(Dataset entries)

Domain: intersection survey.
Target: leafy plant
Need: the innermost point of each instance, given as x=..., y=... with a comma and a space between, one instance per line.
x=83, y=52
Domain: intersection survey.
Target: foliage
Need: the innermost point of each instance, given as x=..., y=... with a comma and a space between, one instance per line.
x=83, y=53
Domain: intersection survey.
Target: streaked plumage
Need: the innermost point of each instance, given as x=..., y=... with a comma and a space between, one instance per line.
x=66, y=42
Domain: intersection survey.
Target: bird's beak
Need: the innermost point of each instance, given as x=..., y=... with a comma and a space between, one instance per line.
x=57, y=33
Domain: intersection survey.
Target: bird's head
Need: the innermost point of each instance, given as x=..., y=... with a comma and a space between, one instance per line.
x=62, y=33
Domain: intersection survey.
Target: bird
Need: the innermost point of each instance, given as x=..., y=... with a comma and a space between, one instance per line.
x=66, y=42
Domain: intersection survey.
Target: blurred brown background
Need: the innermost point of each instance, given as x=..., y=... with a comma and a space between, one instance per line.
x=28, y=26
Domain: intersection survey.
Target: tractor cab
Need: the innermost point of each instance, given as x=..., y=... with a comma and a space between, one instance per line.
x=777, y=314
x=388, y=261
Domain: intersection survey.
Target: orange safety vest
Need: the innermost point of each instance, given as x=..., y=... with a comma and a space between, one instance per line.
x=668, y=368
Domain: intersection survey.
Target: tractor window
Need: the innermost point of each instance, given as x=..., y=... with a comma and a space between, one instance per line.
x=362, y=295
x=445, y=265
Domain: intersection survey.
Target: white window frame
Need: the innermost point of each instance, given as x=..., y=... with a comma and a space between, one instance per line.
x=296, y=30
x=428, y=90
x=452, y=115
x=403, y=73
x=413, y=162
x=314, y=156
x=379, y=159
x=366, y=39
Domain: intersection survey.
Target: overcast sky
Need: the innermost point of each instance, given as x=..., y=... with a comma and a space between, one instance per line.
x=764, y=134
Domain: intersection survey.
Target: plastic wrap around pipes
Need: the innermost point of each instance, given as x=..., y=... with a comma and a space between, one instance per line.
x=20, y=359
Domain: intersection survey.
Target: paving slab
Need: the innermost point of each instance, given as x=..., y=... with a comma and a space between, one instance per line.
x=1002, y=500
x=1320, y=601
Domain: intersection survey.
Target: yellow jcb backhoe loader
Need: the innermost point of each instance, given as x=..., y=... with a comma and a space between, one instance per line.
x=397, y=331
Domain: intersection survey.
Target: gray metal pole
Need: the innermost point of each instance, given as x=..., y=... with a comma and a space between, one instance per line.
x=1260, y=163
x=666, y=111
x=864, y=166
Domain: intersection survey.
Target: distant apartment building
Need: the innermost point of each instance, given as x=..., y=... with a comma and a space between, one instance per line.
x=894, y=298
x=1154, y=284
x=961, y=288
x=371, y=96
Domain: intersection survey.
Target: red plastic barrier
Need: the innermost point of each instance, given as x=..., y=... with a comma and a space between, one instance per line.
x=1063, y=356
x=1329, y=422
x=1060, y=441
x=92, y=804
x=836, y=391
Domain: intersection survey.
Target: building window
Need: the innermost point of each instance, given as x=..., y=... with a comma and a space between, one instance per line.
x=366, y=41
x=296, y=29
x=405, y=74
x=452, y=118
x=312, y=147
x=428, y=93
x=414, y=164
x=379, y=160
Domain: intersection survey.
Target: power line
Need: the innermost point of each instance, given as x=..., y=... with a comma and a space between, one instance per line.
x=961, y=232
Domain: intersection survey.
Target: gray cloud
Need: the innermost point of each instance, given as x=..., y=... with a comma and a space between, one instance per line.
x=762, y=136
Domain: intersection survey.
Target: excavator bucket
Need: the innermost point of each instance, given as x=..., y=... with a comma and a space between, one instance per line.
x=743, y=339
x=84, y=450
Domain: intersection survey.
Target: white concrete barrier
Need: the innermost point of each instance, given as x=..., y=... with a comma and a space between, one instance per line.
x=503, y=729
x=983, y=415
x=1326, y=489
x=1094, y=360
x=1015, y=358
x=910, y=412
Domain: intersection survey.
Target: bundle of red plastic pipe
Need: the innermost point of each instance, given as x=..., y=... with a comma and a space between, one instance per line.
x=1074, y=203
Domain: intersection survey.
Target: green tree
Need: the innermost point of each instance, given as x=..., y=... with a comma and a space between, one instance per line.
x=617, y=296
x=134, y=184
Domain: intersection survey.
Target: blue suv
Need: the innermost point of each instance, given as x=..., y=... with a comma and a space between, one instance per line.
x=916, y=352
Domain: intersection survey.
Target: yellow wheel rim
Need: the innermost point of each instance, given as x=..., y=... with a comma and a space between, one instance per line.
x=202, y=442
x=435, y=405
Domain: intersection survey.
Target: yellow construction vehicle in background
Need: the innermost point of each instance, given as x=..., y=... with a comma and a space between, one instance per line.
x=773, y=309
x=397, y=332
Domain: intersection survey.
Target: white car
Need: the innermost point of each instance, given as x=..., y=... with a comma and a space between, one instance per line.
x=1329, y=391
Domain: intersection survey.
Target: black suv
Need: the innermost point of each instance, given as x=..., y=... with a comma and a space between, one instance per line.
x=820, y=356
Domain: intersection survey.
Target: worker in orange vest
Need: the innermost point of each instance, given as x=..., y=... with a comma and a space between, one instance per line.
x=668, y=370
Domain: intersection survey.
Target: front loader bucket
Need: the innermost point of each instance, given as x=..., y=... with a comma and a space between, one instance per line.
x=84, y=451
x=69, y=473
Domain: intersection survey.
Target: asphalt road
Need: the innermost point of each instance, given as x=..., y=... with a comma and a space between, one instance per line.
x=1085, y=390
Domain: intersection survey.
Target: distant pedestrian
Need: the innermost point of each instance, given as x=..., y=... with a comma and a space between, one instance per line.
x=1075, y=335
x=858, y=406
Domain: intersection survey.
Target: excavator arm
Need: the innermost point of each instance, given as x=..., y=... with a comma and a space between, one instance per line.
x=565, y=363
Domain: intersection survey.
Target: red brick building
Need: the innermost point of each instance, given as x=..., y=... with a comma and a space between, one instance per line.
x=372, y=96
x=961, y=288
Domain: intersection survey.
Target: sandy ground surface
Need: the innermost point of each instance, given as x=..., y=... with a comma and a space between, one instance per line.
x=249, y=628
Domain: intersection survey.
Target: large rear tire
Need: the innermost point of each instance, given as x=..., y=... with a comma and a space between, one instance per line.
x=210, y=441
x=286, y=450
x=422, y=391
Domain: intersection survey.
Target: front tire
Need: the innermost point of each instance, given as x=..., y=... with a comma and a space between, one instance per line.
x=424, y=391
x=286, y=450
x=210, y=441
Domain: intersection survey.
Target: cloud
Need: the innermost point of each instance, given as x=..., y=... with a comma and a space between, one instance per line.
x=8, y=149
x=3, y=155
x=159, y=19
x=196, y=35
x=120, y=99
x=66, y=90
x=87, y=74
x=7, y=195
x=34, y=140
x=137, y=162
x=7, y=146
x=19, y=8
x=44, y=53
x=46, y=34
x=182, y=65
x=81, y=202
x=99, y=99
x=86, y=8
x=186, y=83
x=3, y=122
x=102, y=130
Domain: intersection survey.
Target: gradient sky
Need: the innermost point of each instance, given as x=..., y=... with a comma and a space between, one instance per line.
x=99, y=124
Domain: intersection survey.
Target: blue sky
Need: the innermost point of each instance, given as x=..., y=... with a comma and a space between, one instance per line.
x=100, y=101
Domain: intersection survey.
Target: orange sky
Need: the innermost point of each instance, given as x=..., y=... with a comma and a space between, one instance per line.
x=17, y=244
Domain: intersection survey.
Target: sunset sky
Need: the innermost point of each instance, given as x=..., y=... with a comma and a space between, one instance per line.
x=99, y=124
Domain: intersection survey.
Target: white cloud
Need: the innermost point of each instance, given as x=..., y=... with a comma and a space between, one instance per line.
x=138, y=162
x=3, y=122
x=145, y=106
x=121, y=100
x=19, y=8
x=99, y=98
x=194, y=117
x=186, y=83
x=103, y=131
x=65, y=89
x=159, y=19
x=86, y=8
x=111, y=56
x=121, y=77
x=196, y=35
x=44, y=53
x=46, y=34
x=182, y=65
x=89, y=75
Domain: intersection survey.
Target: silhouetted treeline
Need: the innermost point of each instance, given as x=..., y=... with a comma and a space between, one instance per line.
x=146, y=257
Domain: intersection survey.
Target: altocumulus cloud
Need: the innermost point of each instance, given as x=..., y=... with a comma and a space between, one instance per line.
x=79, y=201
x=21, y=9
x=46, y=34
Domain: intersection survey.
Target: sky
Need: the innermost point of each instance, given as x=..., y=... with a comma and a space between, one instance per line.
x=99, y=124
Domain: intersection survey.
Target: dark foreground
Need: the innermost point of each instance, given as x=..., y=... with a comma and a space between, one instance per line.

GIVEN INSTRUCTION >> Count the lines in the data above that contain the string "orange" and reply with the number alone. Treat matching as case-sensitive.

FINISHED ANSWER >> 3